## 任務說明
判斷下列三個說法是否與李敬澤談莫言的這篇發言相符,每條答「是」或「否」,並原樣引用文中起決定作用的字句:1. 這份速記稿已經發言者審定。2. 李敬澤認為,能和莫言、飛宇是同代人是一件幸運的事。3. 李敬澤1985年讀《透明的紅蘿蔔》時就讀懂了。

## 文本摘錄

==*==

李敬澤:我特別高興在《晚熟的人》里看到一個晚熟的莫言

2020-08-03     人民文學出版社

原標題:李敬澤:我特別高興在《晚熟的人》里看到一個晚熟的莫言

本文摘選自《晚熟的人》新書分享會速記稿,未經發言者審定。圖片來自分享會現場

李敬澤談莫言

我特別高興在這本書里能夠看到一個晚熟的老莫(莫言)。

對於一個批評家來說,其實非常重要和非常幸運的事情是你要碰到好的作家,碰到對你有挑戰性的作家和作品。所以,你說你是大批評家,結果你一輩子都在批評很爛的東西,恰恰在大作品中,恰恰因為你碰到大作品,才能夠把你的智力、潛能以及你所謂的作為批評家的才能激發出來。所以作為一個批評家,能夠和莫言老師、飛宇是同代人,我覺得是蠻幸運的一件事。

……

隨著我們的成長,有些書我以前看不懂,但是我偏要看懂,漸漸就看懂了,這個世界上並不是什麼事都是一目了然的。但是從另一個方面,對一個作家來說,也許他年輕的時候充滿了激情和衝動的時候,他願意對世界做出絢爛的、複雜的表達,我覺得也非常好,我至今也認為,比如對於我,對於飛宇來說,我們年輕的時候看到老莫的那些作品,看到《紅高粱》,1985年讀到《透明的紅蘿蔔》,你說我看懂沒有?我那時候沒有看懂,但是就像在我眼前嘩一下,你從來沒有見過的景觀鋪面而來,覆蓋性地壓過來,那種刺激,打開你的眼睛的那種感覺,光彩奪目的東西,讓你為之目眩的東西。所以這個世界上不是一目了然的東西、看得懂的東西,所見即所得的東西就一定是好的。

==*==

## 所附記錄
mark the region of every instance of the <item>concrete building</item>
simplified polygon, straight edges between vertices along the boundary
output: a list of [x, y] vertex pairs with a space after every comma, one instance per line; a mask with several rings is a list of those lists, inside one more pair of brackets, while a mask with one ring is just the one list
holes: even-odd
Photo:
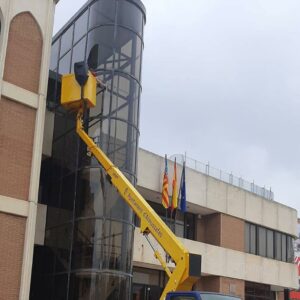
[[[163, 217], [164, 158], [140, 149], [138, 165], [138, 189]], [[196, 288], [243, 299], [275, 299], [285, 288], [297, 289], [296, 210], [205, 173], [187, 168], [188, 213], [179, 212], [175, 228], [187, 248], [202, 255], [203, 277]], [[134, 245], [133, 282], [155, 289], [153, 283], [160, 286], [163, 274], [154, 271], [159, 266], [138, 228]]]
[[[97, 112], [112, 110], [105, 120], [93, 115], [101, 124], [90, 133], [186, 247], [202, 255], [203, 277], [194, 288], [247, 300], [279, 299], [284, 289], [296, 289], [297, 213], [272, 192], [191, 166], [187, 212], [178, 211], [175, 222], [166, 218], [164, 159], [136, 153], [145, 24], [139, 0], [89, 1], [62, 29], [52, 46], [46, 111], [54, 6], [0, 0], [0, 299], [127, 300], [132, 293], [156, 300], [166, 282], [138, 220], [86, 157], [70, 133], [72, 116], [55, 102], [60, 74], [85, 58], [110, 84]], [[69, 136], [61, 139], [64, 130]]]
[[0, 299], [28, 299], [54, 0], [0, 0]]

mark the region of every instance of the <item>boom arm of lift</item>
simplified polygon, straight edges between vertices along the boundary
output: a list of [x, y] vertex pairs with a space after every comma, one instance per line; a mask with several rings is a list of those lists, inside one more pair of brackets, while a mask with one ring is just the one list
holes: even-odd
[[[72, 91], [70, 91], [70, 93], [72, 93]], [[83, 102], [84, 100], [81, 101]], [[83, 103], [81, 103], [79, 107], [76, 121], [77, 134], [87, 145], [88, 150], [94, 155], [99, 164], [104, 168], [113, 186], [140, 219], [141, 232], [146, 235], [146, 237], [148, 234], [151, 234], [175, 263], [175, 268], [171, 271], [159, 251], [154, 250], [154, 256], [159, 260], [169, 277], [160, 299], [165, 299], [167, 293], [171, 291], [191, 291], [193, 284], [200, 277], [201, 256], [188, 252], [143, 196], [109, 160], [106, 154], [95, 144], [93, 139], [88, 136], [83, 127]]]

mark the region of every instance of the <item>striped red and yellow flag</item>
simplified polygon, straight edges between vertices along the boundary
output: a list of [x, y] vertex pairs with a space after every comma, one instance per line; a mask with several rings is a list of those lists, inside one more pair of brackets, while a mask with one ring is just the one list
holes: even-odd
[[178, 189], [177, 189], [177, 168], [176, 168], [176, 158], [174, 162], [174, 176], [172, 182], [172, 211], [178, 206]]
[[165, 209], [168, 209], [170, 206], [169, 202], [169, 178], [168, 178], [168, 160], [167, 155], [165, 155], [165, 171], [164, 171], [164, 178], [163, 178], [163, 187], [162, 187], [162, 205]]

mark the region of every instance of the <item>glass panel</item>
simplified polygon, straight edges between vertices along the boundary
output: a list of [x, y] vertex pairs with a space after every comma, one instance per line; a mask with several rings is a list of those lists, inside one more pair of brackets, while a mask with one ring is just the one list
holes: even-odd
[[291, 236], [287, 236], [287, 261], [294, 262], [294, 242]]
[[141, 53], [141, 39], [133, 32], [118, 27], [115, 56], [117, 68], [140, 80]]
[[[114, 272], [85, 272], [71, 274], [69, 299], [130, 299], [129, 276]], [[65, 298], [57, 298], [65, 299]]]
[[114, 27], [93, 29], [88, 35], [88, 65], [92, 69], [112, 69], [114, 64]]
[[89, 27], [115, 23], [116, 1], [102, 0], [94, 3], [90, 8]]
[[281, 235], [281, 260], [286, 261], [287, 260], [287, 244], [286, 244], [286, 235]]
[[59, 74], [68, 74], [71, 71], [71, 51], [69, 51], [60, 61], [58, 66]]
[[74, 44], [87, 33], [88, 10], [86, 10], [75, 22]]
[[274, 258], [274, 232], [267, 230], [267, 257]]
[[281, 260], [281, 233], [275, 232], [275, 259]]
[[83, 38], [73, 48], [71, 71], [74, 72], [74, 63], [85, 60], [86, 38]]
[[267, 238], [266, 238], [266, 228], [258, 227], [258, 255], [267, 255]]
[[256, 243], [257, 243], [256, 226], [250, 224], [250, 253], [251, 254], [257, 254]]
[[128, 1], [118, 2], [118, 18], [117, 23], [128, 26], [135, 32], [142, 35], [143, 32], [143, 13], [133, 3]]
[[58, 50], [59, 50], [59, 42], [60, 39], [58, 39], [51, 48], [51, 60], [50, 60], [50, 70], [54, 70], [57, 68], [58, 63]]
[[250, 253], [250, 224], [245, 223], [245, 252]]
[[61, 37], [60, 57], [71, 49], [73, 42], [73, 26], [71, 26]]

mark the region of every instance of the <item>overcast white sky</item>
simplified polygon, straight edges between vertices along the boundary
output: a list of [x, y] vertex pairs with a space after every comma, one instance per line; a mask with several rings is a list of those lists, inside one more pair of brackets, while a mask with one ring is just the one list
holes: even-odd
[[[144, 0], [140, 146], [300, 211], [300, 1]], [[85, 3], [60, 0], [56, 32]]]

==*==

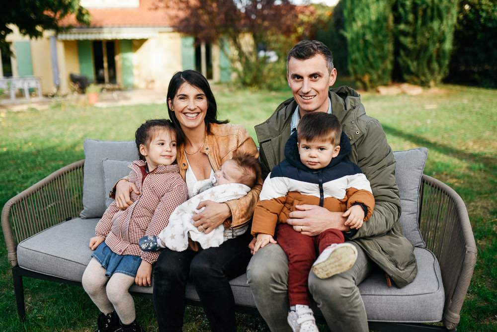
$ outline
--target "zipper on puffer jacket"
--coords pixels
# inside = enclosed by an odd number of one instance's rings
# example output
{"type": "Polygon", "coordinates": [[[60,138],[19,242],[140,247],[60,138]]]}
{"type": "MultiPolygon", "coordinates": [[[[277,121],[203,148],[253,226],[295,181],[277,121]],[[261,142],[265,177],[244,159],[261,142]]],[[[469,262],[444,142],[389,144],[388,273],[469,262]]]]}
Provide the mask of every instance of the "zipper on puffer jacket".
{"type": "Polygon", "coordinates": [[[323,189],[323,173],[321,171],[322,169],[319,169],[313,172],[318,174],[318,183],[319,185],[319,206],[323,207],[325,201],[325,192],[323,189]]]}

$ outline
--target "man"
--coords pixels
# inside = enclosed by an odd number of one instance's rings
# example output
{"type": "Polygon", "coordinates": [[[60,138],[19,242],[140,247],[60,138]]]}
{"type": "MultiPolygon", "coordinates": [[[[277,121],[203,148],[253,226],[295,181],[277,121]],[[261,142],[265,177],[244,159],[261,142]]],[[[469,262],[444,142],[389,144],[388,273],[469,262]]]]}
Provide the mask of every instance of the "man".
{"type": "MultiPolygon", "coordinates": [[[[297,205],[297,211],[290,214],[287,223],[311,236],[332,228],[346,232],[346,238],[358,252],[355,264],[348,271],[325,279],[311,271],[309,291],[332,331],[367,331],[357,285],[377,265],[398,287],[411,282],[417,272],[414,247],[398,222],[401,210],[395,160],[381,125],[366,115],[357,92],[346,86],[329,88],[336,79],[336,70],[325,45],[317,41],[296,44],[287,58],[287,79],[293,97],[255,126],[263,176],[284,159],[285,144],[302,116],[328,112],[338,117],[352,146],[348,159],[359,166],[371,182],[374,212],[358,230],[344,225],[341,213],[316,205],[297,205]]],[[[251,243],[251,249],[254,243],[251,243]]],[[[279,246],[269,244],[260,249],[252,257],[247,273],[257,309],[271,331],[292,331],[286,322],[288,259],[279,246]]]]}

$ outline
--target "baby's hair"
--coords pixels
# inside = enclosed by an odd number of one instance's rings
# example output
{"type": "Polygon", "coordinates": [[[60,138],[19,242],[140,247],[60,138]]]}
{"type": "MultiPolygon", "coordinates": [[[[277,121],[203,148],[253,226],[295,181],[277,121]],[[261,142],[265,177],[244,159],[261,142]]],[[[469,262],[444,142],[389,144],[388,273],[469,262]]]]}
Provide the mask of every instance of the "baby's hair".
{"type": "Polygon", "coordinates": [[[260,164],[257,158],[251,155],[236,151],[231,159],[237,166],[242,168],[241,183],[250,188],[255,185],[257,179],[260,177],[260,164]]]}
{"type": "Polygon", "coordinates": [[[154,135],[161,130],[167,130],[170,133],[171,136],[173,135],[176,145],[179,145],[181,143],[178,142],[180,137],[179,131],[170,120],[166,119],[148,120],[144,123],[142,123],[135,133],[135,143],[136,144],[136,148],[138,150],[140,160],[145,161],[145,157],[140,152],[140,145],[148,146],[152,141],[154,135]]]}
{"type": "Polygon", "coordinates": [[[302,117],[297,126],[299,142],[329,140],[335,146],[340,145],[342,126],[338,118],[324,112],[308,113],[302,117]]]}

==*==

## 預期答案
1. 否:「未經發言者審定」
2. 是:「能夠和莫言老師、飛宇是同代人,我覺得是蠻幸運的一件事」
3. 否:「我那時候沒有看懂」